◆ REQUIRED TASK ◆
Extract each line from the entries below that contains the word "trousers", and copy every such line in full.

◆ DATA PROVIDED ◆
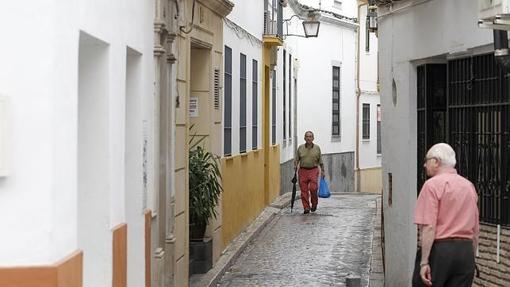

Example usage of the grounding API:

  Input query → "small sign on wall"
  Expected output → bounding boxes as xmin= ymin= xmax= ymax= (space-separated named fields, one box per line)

xmin=0 ymin=95 xmax=8 ymax=177
xmin=189 ymin=97 xmax=198 ymax=118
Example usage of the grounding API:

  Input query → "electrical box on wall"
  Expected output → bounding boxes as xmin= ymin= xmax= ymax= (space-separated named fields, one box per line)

xmin=478 ymin=0 xmax=510 ymax=20
xmin=0 ymin=95 xmax=8 ymax=177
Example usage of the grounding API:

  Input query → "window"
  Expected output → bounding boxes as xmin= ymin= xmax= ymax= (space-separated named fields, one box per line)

xmin=251 ymin=60 xmax=259 ymax=149
xmin=289 ymin=54 xmax=292 ymax=139
xmin=362 ymin=104 xmax=370 ymax=140
xmin=365 ymin=15 xmax=370 ymax=53
xmin=283 ymin=50 xmax=287 ymax=141
xmin=239 ymin=54 xmax=246 ymax=153
xmin=223 ymin=46 xmax=232 ymax=155
xmin=271 ymin=70 xmax=276 ymax=144
xmin=377 ymin=105 xmax=382 ymax=154
xmin=332 ymin=66 xmax=340 ymax=137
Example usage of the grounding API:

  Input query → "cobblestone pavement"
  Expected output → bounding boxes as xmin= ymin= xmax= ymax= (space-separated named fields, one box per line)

xmin=217 ymin=194 xmax=377 ymax=287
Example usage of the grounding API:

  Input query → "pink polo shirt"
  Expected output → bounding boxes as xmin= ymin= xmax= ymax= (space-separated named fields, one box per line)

xmin=414 ymin=168 xmax=480 ymax=239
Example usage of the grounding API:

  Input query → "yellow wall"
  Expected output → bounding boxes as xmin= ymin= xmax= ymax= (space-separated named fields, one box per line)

xmin=360 ymin=167 xmax=382 ymax=193
xmin=221 ymin=150 xmax=265 ymax=248
xmin=221 ymin=146 xmax=280 ymax=248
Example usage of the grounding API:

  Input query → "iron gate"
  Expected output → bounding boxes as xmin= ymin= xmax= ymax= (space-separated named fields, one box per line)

xmin=417 ymin=54 xmax=510 ymax=226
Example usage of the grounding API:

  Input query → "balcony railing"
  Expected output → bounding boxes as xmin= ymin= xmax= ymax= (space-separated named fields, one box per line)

xmin=264 ymin=0 xmax=283 ymax=39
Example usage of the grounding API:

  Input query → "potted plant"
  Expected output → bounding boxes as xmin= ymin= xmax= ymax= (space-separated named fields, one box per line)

xmin=189 ymin=135 xmax=223 ymax=240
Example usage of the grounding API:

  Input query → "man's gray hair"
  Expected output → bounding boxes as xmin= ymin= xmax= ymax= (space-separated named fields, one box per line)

xmin=427 ymin=143 xmax=457 ymax=167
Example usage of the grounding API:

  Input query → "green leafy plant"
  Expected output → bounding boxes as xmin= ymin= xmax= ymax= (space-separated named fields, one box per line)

xmin=189 ymin=132 xmax=223 ymax=239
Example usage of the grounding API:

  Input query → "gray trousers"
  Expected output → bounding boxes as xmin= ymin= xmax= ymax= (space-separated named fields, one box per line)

xmin=413 ymin=239 xmax=475 ymax=287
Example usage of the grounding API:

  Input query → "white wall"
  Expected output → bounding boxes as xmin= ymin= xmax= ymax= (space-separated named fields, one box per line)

xmin=221 ymin=10 xmax=264 ymax=158
xmin=298 ymin=0 xmax=358 ymax=17
xmin=0 ymin=0 xmax=153 ymax=286
xmin=227 ymin=0 xmax=264 ymax=38
xmin=379 ymin=0 xmax=492 ymax=286
xmin=271 ymin=43 xmax=296 ymax=163
xmin=359 ymin=5 xmax=381 ymax=169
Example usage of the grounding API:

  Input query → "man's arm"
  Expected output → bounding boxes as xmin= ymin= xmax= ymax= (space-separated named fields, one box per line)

xmin=420 ymin=225 xmax=436 ymax=286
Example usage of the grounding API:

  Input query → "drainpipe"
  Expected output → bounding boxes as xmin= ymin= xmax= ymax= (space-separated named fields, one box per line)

xmin=493 ymin=30 xmax=510 ymax=71
xmin=355 ymin=1 xmax=364 ymax=192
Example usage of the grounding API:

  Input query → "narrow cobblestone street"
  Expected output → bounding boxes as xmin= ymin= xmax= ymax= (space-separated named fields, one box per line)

xmin=217 ymin=194 xmax=378 ymax=287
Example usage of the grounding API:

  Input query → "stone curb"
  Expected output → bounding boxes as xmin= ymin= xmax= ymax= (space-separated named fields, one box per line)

xmin=368 ymin=197 xmax=384 ymax=287
xmin=190 ymin=193 xmax=290 ymax=287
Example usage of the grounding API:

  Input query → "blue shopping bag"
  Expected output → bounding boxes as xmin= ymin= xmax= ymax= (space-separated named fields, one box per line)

xmin=319 ymin=177 xmax=331 ymax=198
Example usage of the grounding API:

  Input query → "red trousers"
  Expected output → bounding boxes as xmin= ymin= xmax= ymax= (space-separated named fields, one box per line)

xmin=298 ymin=167 xmax=319 ymax=212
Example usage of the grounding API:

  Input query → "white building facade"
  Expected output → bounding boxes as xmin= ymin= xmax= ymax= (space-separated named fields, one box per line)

xmin=0 ymin=0 xmax=154 ymax=287
xmin=377 ymin=0 xmax=510 ymax=286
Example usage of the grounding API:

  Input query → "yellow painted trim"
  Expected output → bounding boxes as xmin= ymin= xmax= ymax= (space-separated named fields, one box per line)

xmin=221 ymin=148 xmax=266 ymax=246
xmin=262 ymin=35 xmax=283 ymax=46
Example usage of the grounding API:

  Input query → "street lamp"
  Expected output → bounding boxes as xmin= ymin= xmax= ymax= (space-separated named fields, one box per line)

xmin=303 ymin=20 xmax=321 ymax=38
xmin=367 ymin=5 xmax=377 ymax=32
xmin=283 ymin=11 xmax=321 ymax=38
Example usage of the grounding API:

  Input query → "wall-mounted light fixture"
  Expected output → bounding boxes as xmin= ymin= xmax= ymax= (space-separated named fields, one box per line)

xmin=367 ymin=5 xmax=377 ymax=32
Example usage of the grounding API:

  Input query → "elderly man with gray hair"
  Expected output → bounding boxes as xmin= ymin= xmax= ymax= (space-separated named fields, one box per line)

xmin=413 ymin=143 xmax=479 ymax=287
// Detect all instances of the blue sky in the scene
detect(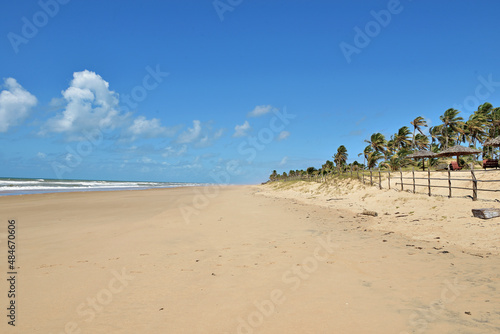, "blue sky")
[0,0,500,183]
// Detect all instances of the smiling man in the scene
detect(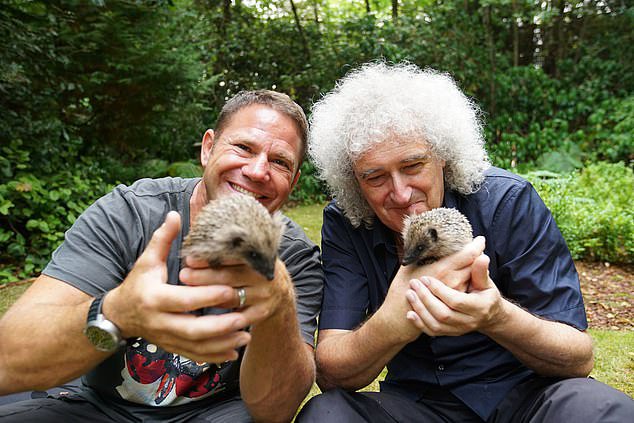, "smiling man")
[296,63,634,423]
[0,90,323,422]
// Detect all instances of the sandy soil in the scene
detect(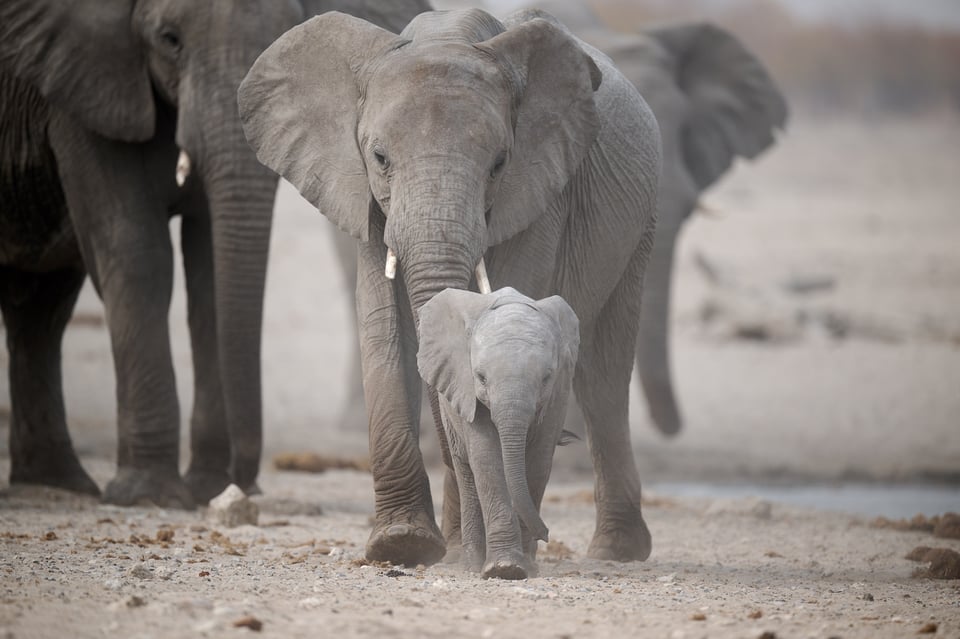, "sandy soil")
[0,117,960,638]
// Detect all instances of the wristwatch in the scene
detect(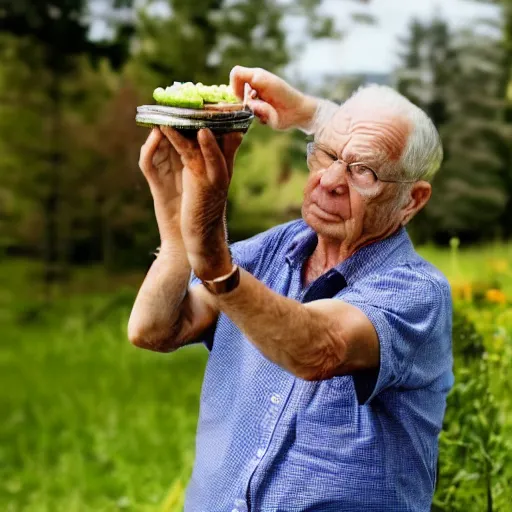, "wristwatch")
[201,264,240,295]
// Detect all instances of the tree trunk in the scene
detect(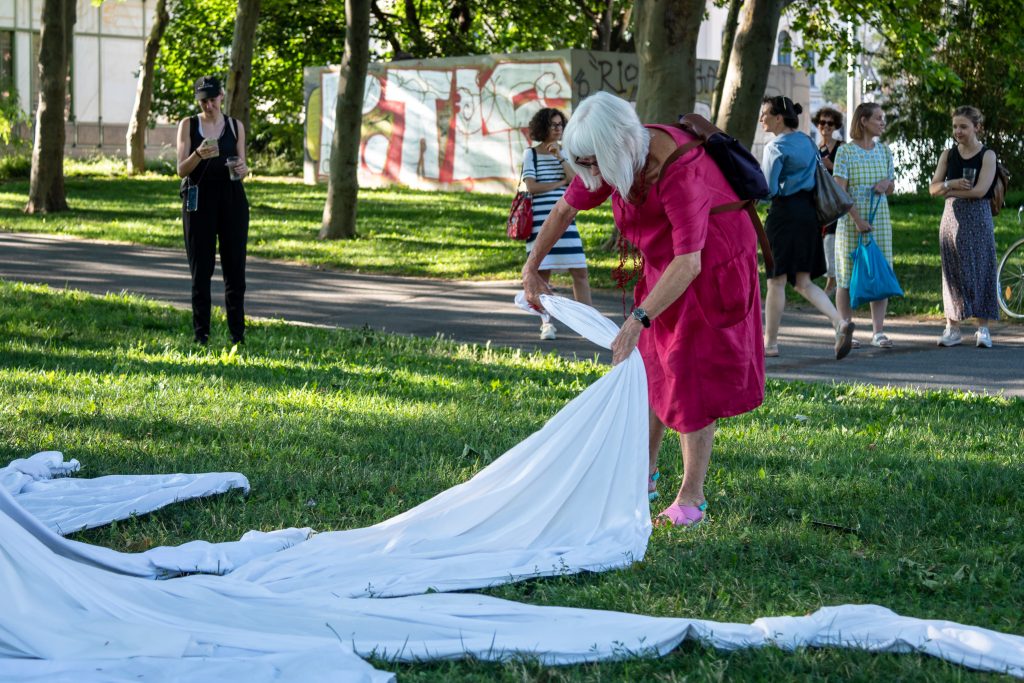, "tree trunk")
[715,0,793,146]
[224,0,259,138]
[711,0,743,121]
[125,0,170,175]
[636,0,705,123]
[600,0,615,52]
[319,0,370,240]
[25,0,77,213]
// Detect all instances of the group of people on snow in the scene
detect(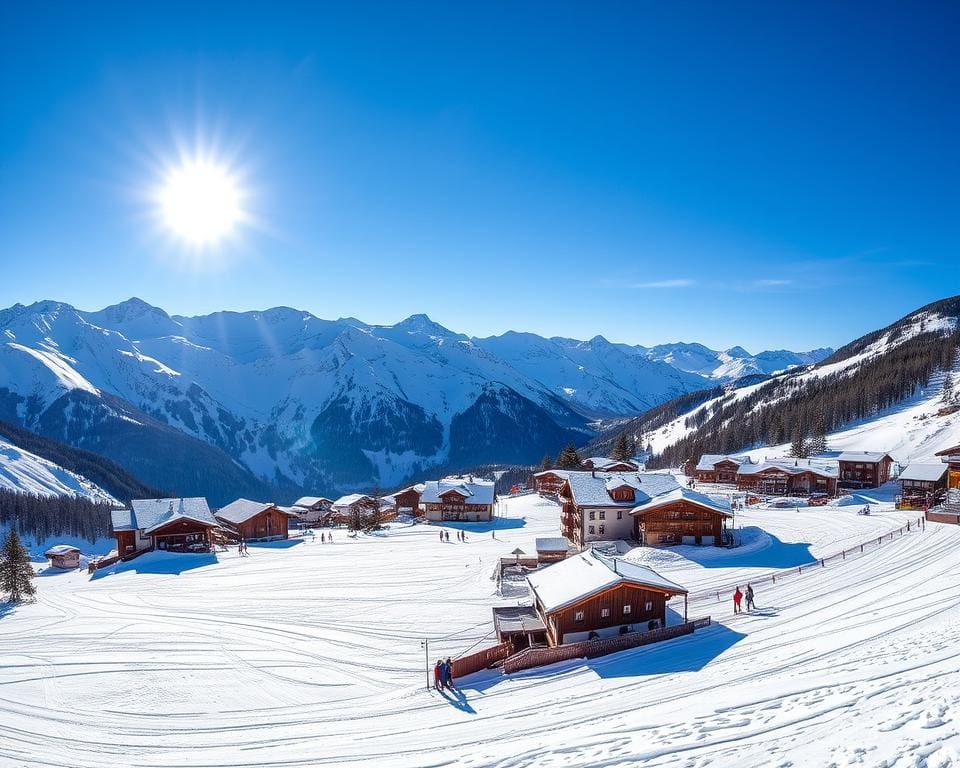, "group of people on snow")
[733,584,756,613]
[433,656,453,691]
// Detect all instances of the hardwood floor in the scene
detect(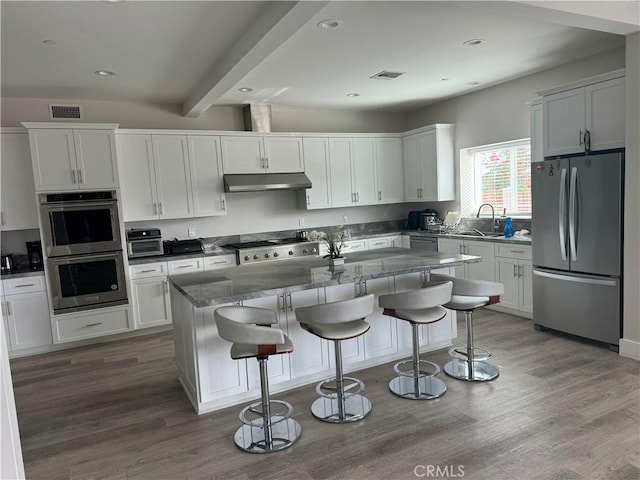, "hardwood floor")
[11,310,640,480]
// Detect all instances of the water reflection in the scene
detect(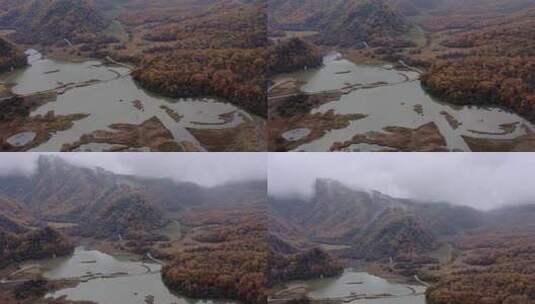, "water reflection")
[281,53,535,151]
[43,247,232,304]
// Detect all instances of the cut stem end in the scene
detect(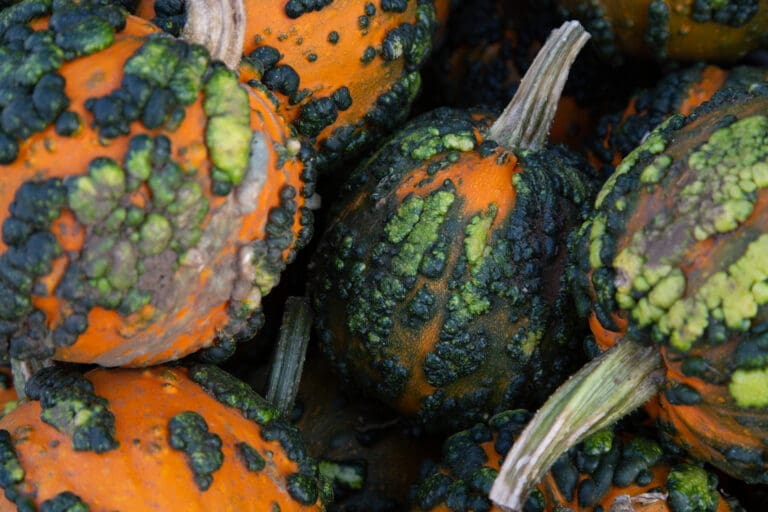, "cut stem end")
[490,339,665,511]
[490,21,590,153]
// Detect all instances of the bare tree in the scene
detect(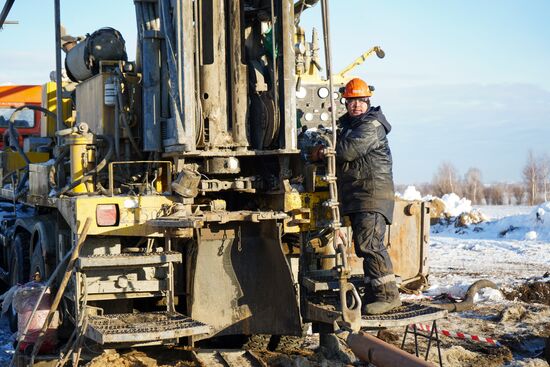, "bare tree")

◆ WRITTEN REPLY ◆
  Input query → "gray trousers"
  Input query → "red trousers"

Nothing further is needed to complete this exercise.